• [RECORDS FOR THE TASK]
-=-=-=-=-
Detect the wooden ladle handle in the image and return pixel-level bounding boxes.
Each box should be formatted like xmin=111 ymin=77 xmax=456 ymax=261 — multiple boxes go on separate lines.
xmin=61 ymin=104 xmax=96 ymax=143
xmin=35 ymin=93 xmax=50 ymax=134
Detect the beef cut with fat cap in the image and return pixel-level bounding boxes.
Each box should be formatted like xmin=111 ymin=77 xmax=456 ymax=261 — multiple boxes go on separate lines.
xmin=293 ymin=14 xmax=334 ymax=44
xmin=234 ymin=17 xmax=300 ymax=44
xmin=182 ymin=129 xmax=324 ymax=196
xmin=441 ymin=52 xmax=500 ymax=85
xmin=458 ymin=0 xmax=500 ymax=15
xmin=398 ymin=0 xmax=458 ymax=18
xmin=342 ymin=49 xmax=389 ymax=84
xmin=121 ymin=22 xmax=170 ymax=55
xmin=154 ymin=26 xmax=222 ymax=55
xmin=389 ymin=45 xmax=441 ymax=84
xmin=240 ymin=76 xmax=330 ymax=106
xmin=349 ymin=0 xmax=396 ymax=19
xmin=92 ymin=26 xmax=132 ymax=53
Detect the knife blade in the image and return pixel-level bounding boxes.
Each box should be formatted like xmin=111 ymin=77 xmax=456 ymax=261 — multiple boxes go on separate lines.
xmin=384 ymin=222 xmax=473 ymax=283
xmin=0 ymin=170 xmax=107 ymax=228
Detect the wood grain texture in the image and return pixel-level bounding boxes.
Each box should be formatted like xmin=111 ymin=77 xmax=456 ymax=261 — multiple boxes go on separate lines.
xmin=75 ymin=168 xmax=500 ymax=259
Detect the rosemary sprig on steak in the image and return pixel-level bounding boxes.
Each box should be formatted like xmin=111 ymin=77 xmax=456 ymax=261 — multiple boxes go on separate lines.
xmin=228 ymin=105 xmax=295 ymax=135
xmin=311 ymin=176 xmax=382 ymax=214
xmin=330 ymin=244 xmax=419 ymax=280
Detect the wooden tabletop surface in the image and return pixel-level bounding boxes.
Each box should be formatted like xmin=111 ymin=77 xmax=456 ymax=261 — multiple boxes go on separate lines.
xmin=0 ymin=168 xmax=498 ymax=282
-=-=-=-=-
• [WHAT IS ASKED] Output all the rows above as a two-column CSV with the columns input and output. Give one line per row, with the row's text in input and its answer in output, each in a quoted field with line breaks replaced by spaces.

• [WORKED SOLUTION]
input,output
"Detect the wooden ladle handle in the image and return pixel-level bounding boxes. Each box should be formatted like xmin=111 ymin=77 xmax=456 ymax=261 — multiple boxes go on separate lines.","xmin=61 ymin=104 xmax=96 ymax=143 xmin=35 ymin=93 xmax=50 ymax=134"
"Detect the beef cut with fat cap in the image and return pixel-level bounding boxes. Each box should be formatted like xmin=111 ymin=77 xmax=456 ymax=261 — multiple boxes go on separate lines.","xmin=293 ymin=14 xmax=334 ymax=44 xmin=234 ymin=17 xmax=300 ymax=44 xmin=182 ymin=129 xmax=324 ymax=196 xmin=441 ymin=52 xmax=500 ymax=85 xmin=458 ymin=0 xmax=500 ymax=15 xmin=398 ymin=0 xmax=458 ymax=18 xmin=342 ymin=49 xmax=389 ymax=84 xmin=121 ymin=22 xmax=170 ymax=55 xmin=154 ymin=26 xmax=222 ymax=55 xmin=389 ymin=45 xmax=441 ymax=84 xmin=240 ymin=76 xmax=330 ymax=106 xmin=349 ymin=0 xmax=396 ymax=19 xmin=92 ymin=26 xmax=132 ymax=53"
"Detect the knife blade in the image and return pixel-level bounding boxes. Each box should be formatted like xmin=111 ymin=77 xmax=456 ymax=261 — multiple boxes go on separate lines.","xmin=384 ymin=222 xmax=473 ymax=283 xmin=0 ymin=170 xmax=107 ymax=228"
"Detect the wood grain texture in the image and return pixel-level bounding boxes. Each box should be formatted like xmin=111 ymin=77 xmax=456 ymax=261 — multiple boxes go on separate lines.","xmin=75 ymin=168 xmax=500 ymax=259"
"Detect the rosemary sprig on steak in the image and return pixel-level bounding boxes. Each box should be formatted like xmin=111 ymin=77 xmax=456 ymax=261 — multiple boxes go on separate lines.","xmin=228 ymin=105 xmax=295 ymax=135 xmin=311 ymin=176 xmax=382 ymax=214 xmin=330 ymin=244 xmax=419 ymax=280"
"Detect the wooden tabletop surface in the image and return pixel-level bounding boxes. Each box should be formatted like xmin=111 ymin=77 xmax=456 ymax=261 — multiple boxes go on separate lines.","xmin=0 ymin=168 xmax=498 ymax=282"